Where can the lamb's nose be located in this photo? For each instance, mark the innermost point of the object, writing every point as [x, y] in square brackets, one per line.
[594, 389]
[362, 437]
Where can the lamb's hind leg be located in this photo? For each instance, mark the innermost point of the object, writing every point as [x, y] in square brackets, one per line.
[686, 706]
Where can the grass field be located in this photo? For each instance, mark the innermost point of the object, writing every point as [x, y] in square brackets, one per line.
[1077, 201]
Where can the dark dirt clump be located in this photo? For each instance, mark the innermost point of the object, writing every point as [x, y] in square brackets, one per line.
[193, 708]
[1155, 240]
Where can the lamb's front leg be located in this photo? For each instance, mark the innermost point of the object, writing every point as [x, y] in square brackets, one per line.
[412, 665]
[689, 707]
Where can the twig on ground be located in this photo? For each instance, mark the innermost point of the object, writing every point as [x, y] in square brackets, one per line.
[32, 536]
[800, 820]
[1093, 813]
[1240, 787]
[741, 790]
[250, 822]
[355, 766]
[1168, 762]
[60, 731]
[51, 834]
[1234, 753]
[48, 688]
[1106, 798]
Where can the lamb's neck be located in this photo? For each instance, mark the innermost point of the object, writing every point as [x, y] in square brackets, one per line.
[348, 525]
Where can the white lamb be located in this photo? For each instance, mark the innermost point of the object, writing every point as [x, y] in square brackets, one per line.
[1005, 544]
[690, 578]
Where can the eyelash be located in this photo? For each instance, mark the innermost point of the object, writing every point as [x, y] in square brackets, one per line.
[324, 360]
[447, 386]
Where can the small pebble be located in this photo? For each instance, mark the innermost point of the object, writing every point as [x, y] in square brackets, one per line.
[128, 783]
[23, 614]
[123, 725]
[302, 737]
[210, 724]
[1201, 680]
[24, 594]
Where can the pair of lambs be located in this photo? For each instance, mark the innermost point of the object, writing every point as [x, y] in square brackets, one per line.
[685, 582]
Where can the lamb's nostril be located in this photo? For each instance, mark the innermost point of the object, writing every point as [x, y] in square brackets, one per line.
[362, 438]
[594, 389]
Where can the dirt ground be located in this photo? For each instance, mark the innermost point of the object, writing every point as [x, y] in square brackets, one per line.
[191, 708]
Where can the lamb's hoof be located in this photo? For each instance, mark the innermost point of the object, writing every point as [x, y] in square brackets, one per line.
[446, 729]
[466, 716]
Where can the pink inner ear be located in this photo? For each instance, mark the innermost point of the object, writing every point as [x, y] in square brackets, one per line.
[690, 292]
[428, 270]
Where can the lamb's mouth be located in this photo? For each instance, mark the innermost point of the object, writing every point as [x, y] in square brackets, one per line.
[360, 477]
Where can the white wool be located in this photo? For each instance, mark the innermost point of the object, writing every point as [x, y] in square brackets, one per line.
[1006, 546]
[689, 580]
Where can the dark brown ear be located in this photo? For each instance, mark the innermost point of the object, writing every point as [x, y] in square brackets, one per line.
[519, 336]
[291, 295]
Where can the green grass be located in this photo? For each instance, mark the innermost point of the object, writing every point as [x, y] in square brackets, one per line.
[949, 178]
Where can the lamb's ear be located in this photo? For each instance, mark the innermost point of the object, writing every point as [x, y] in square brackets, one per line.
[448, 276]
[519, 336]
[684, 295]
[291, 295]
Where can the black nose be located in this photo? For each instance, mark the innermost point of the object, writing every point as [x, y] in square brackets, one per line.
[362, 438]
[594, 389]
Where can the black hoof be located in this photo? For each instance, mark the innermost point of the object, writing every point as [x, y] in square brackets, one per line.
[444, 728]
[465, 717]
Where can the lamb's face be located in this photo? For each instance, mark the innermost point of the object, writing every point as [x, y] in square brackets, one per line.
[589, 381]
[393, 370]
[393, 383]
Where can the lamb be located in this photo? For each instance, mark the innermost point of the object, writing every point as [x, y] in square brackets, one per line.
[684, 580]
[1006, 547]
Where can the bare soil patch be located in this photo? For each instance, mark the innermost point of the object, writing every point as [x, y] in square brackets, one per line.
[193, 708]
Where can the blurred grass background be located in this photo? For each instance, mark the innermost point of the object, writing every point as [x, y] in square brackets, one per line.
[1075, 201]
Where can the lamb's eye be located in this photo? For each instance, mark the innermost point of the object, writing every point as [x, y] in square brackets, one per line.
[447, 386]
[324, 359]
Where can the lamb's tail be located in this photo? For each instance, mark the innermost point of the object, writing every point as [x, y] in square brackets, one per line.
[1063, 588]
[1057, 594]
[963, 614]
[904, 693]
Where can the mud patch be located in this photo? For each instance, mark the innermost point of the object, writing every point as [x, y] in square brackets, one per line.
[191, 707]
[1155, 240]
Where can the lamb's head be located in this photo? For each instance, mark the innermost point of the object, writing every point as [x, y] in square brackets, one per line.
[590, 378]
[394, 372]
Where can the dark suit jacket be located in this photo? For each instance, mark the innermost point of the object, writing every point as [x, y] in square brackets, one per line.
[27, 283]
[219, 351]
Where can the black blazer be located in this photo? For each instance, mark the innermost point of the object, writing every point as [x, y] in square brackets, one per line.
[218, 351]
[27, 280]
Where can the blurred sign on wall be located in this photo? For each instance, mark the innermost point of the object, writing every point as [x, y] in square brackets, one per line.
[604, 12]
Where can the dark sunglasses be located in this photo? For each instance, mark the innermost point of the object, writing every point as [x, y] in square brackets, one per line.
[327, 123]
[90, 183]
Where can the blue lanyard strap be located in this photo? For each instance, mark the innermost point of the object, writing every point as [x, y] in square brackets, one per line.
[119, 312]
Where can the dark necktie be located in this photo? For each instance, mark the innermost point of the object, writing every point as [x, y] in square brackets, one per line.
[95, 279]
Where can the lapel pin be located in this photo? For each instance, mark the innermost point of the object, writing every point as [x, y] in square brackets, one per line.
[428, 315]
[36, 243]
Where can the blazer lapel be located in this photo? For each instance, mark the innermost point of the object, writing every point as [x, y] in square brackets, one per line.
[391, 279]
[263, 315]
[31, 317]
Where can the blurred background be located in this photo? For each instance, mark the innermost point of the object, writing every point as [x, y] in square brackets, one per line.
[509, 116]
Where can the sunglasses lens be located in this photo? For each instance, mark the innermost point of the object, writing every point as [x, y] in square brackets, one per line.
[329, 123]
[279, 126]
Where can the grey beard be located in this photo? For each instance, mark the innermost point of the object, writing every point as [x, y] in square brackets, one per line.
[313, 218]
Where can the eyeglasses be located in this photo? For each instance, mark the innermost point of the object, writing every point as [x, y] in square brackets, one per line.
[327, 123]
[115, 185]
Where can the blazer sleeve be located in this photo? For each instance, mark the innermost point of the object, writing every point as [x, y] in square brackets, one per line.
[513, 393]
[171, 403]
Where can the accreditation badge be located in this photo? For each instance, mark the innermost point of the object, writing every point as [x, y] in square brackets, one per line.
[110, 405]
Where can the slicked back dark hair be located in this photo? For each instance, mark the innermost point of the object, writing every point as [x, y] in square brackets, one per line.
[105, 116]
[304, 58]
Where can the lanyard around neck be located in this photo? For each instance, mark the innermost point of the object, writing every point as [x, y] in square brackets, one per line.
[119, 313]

Short task =
Output each record exactly, leaving nothing out.

Correct output =
Where can the lamb's nose be located in this photo? For each instance, mark the innermost point of the object, writing every point as [x, y] in square brackets, one per line.
[594, 389]
[362, 437]
Where can the lamb's hind leg be located in this photo? For each instance, mark the innermost point of the object, writing every point as [x, y] in square brackets, one per line.
[686, 706]
Where can the grass field be located in this photo? For each instance, mark the innermost point of the object, writing every point as [x, y] in square brackets, one per line.
[1077, 201]
Where can the dark dirt clump be located in this photo? For each instance, mark the innermost point of the object, writing every point as [x, y] in square brackets, one per line.
[193, 708]
[1155, 240]
Where can the lamb's front leg be located in this photo? For each instance, mark the innermost point of the object, writing every point as [x, y] in square brackets, one per line.
[412, 665]
[689, 707]
Where can the twig on ground be located in this photo? For each instance, mark the innermost point of the object, writing every point as [x, y] in square brackets, one per line.
[32, 536]
[800, 820]
[1093, 813]
[1240, 787]
[741, 790]
[250, 822]
[355, 766]
[1168, 762]
[60, 731]
[51, 834]
[1234, 753]
[48, 688]
[1106, 798]
Where can the lamb's neck be located in this photo? For each instance, mark the innermost point of the object, writing every point as [x, y] in square brackets, one per line.
[348, 525]
Where can the white lamb be located in this photo? For each instance, mark the innermost point of the object, writing every point as [x, y] in square brackets, one per line.
[1005, 544]
[690, 578]
Where can the eyelash be located in this photo? For each instance, mark the innermost point of the object, writing every point as [x, y] in square brackets, one per line.
[324, 360]
[447, 386]
Where can the small pebble be located in this photo? For each instance, mark the innermost point of the object, writing every point as [x, y] in square brackets, one per line.
[128, 783]
[23, 614]
[123, 725]
[302, 737]
[210, 724]
[1201, 680]
[24, 594]
Where can the pair of lambs be located in this photo? For each instance, mark the innermost point of the object, writing every point as [x, y] in square brackets, one per line.
[685, 582]
Where can the lamb's nostril be located in this photo? For each instance, mark the innermost point of the object, writing every point as [x, y] in square brackets, one per line.
[362, 438]
[594, 389]
Where can the dirt ground be located in this photo? For each instance, mark the innermost point of the object, writing every point as [x, y] in square brackets, one per line.
[191, 708]
Where can the lamb's hoof be located in this photo? For each instance, mark the innermost point of the object, writing every point as [x, y] in square brackets, one per line.
[446, 729]
[466, 716]
Where can the pink inner ear be located in this photo? For each instance, mark the innermost point of the object, writing every point as [x, y] in square brackets, one per line.
[690, 292]
[428, 270]
Where can the lamb's mouth be located in this photo? For each instance, mark the innermost point of the object, writing every point as [x, y] in square brackets, one per line.
[360, 477]
Where can the white wool be located in this photo? For each instance, mark the innermost point of the object, writing every point as [x, y] in square brackets, one per line.
[1006, 546]
[689, 580]
Where can the dark brown ear be located in this photo? For each instance, mark the innermost point of the object, writing every point as [x, y] in square brackets, one per line.
[519, 336]
[291, 295]
Where can the green grass be located in this photo? For each instance, mark the innermost point of the object, writing every point as [x, y] in square brackets, one per line.
[949, 178]
Where can the lamb's ear be located in this photo? For each instance, mark the innermost point of the object, writing every point as [x, y] in square brackets, one per line.
[448, 276]
[519, 336]
[684, 295]
[291, 295]
Where can the black nose be located in this photo? For each instance, mark the innermost point of the object, writing every point as [x, y] in square brackets, one per line.
[362, 438]
[594, 389]
Where can the black hoof be located in this photo? For each instance, mark the innermost point of the object, writing every point as [x, y] in square brackets, one per line.
[444, 728]
[465, 717]
Where can the lamb's face be located in this photo? For each instance, mark the innermost point of the object, writing every point as [x, y] in square brackets, one per line.
[589, 381]
[393, 370]
[393, 383]
Where can the lamb be located in this photo? For each instance, mark the innermost point of the object, writing every point as [x, y] in square brackets, one per line.
[684, 580]
[1006, 547]
Where can the bare soil patch be located in this photo? For each instance, mark the innermost point of the object, writing every point as [x, y] in square brackets, one per line.
[193, 708]
Where can the blurred grass background be located in this photo? For each instance, mark the innermost point of the object, writing every point as [x, y] in square brackets, one per line.
[1075, 201]
Where can the lamb's eye be located in this photo? For each instance, mark the innermost point of the object, writing every point as [x, y] in square brackets, one per line.
[447, 386]
[324, 359]
Where can the lamb's tail be located in this photo? For each instance, mark the innermost point of the object, writing every point as [x, y] in square brackets, one per line.
[1063, 588]
[1057, 594]
[963, 614]
[904, 693]
Where can the mud patch be located in this photo? For each instance, mark the innermost point of the object, writing every point as [x, y] in square brackets, one per line.
[191, 707]
[1155, 240]
Where can the lamb's head be located in this photo? For each instance, mark the innermost point of the object, writing every point as [x, y] in square brackets, one per line.
[590, 378]
[394, 372]
Where can the dark suit jacket be located in this photo? For each instance, mark the innermost point of the object, writing every point as [x, y] in square brackets, one per line.
[27, 283]
[219, 351]
Where can the black blazer be located in this photo? For each instance, mark the innermost point of the object, writing every point as [x, y] in square brackets, one per line.
[218, 351]
[27, 280]
Where can the blurred sign on wall be located in this photo? For each instance, mark the innermost point of the object, writing every point as [x, y] in square brackets, one per line.
[604, 12]
Where can the dark sunglasses be located in this photo? For each instance, mark the innermost point of the object, writing every point as [x, y] in square brackets, one per line.
[327, 123]
[90, 183]
Where can the blue lanyard strap be located in this photo? For each instance, mark the innermost point of the object, writing every point as [x, y] in square brackets, one per line.
[119, 312]
Where can the dark necktie be located in this photo? For each instance, mark the innermost point of the object, writing every point as [x, y] in square brackets, one per line.
[95, 279]
Where can the lapel pin be located in this photo? For each instance, mark the innermost point of the object, writing every point as [x, y] in square brackets, one per line.
[428, 315]
[36, 243]
Where can the blazer lapel be located in this photo? For each instance, mark the innermost point of the object, writing every point as [x, y] in square brackets, one per line.
[391, 279]
[263, 315]
[31, 317]
Where can the blurred background be located in this photo? For each instance, mark the innermost point of the object, writing every point as [x, y] in square brackets, one per line.
[509, 116]
Where can the sunglasses lens be located in this photo? For each instance, mark the innermost point of the object, writing every point as [x, y] in square brackets, one per line.
[329, 123]
[279, 126]
Where can the grey beard be located in this photo? For each instance, mark the innermost point of the object, writing every point as [x, y] in square brackets, one per line.
[313, 218]
Where can the eyeglasses be located in this photo? For each instance, mark the innermost point of the object, writing every point as [x, y] in square brackets, one per line.
[327, 123]
[115, 185]
Where can the blazer sleeve be located in this photo? For each instance, mark the innermost point of the object, writing every point as [x, y] in square brackets, one per line.
[513, 393]
[171, 403]
Where can the accreditation badge be located in this photo? For each instance, mark the innermost point of the object, writing every point as [x, y] in square brackets, one per line.
[110, 405]
Where can the slicked back dark hair be located in this photo? For each instance, mark the innermost point of the object, writing every point as [x, y] in square brackets, one per line.
[105, 116]
[304, 58]
Where can the lanyard around neck be located in this photo? For each instance, mark the innermost point of the object, writing every point as [x, y] in square brackets, one per line.
[119, 313]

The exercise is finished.